::: Selected text :::
The 1982 Texas State Treasurer election was held on November 2, 1982, to elect the Texas State Treasurer. Primary elections were held on May 1, 1982. Democratic incumbent Warren Harding originally ran for a second term despite facing corruption charges but eventually dropped out in the primaries, leading to Travis County Commissioner Ann Richards to win the Democratic nomination. Millard Neptune won the Republican nomination unopposed but withdrew and was replaced with businessman Allen Clark. Richards won the election in a landslide, defeating Clark by over 20 percentage points.

== Democratic primary ==
=== Candidates ===
- John R. Cutwright
- Lane Denton, former Texas State House Representative (1971–1977)
- Warren Harding, incumbent Texas State Treasurer (1977–1983)
- Ann Richards, Travis County Commissioner (1977–1983)
=== Campaign ===
Warren Harding ran for re-election whilst facing a corruption scandal, his vulnerability led to several primary challengers entering the race. Harding placed second in the initial primary against Ann Richards but dropped out before the run-off election, leading to Ann Richards being declared the Democratic nominee.
=== Results ===

Democratic primary results
| Party |  | Candidate | Votes | % |
|---|---|---|---|---|
|  | Democratic | Ann Richards | 570,526 | 47.07% |
|  | Democratic | Warren Harding (incumbent) | 411,623 | 33.96% |
|  | Democratic | Lane Denton | 161,181 | 13.30% |
|  | Democratic | John R. Cutright | 68,835 | 5.68% |
| Total votes |  |  | 1,212,165 | 100.00% |

== Republican primary ==
=== Candidates ===
- Millard K. Neptune, attorney
=== Campaign ===
Neptune won the Republican nomination unopposed but withdrew later on, leading to him being replaced on the ballot with businessman Allen Clark.
::: Data supplied :::
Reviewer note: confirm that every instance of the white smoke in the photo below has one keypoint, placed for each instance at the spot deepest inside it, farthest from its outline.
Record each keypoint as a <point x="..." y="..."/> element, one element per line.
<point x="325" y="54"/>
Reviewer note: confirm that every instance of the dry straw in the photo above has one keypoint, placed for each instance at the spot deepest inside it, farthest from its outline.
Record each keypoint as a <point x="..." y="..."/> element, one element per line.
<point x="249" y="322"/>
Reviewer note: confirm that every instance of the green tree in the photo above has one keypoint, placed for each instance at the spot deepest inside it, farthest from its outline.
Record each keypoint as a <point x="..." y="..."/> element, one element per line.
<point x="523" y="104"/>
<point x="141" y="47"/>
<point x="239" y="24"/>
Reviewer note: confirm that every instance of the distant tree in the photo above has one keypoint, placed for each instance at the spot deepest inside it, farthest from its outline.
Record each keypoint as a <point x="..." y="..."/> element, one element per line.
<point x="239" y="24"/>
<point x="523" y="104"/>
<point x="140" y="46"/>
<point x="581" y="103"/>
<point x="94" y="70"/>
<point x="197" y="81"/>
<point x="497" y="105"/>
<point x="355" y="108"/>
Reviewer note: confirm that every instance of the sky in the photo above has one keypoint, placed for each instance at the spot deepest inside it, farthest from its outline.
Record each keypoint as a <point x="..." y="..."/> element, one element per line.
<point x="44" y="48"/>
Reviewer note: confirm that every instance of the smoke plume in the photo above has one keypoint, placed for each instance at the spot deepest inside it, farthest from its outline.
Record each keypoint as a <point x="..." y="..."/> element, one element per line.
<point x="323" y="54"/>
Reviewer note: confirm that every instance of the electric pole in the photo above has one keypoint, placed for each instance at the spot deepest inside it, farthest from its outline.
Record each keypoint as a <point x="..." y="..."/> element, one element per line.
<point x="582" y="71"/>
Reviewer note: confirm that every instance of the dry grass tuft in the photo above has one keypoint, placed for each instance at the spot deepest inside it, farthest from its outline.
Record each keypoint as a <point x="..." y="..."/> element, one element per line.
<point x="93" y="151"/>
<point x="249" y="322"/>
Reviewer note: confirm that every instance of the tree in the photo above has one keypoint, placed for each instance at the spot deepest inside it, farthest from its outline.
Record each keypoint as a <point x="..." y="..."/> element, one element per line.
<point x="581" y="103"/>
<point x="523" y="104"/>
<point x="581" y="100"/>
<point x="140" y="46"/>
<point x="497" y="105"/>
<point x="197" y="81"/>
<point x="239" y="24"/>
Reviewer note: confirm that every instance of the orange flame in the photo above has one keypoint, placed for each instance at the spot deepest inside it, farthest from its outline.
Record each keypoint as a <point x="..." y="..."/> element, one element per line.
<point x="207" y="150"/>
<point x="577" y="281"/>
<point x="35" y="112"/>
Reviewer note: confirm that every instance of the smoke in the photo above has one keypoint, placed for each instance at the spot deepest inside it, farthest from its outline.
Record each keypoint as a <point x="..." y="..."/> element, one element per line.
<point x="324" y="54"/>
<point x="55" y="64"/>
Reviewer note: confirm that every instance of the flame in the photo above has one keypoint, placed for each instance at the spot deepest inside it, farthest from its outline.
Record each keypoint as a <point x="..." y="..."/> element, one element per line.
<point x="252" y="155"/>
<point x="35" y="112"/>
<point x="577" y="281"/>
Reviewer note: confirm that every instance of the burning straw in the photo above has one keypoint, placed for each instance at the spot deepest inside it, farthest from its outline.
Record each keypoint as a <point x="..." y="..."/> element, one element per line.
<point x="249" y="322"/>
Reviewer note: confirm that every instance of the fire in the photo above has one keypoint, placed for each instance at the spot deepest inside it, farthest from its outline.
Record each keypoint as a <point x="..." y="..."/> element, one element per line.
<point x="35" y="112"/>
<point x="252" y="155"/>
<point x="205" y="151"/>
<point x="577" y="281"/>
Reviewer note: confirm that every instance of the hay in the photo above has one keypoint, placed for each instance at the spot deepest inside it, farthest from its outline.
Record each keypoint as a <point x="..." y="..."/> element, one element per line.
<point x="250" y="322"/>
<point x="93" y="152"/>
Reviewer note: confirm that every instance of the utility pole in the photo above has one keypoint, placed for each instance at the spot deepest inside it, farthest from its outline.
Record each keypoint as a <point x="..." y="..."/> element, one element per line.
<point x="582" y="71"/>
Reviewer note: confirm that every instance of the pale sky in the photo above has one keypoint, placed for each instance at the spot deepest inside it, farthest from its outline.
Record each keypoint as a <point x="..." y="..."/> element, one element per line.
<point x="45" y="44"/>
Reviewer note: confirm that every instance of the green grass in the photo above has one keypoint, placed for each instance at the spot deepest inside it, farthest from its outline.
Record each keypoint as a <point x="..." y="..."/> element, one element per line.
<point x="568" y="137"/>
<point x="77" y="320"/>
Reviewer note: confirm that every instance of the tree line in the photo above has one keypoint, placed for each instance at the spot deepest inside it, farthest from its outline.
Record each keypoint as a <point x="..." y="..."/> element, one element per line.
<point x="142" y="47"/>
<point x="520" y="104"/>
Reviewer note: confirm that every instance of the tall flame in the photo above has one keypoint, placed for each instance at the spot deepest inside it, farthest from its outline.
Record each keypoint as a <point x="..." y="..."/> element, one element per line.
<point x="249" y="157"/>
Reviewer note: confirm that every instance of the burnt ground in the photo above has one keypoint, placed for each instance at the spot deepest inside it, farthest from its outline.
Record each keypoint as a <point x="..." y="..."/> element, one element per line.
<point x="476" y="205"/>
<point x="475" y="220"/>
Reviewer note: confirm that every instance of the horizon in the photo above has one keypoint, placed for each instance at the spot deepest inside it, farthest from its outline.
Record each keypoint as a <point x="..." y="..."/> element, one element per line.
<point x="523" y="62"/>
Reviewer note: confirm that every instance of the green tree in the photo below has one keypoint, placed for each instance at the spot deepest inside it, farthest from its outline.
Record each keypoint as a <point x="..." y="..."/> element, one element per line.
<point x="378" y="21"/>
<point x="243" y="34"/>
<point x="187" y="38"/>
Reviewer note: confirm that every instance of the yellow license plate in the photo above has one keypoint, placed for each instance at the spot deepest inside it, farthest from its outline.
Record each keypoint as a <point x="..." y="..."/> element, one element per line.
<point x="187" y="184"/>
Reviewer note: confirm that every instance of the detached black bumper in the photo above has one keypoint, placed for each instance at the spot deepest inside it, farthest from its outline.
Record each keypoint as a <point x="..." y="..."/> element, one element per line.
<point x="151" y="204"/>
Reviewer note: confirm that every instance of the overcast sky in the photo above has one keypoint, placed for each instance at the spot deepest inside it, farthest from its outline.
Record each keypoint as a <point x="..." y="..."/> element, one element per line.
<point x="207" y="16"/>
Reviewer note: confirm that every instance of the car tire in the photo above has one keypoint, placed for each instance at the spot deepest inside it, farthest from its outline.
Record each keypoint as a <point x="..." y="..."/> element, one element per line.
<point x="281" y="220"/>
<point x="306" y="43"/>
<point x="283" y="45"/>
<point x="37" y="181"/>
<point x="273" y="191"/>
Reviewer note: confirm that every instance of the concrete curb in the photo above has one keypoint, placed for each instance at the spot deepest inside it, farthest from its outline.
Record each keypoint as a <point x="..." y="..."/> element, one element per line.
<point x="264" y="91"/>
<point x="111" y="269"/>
:::
# What you are asked to do:
Retype the passage from the Texas State Treasurer election text between "- Warren Harding, incumbent" and "the Democratic nominee.", inclusive. The records have no connection to the 1982 Texas State Treasurer election text.

# Exercise response:
- Warren Harding, incumbent Texas State Treasurer (1977–1983)
- Ann Richards, Travis County Commissioner (1977–1983)
=== Campaign ===
Warren Harding ran for re-election whilst facing a corruption scandal, his vulnerability led to several primary challengers entering the race. Harding placed second in the initial primary against Ann Richards but dropped out before the run-off election, leading to Ann Richards being declared the Democratic nominee.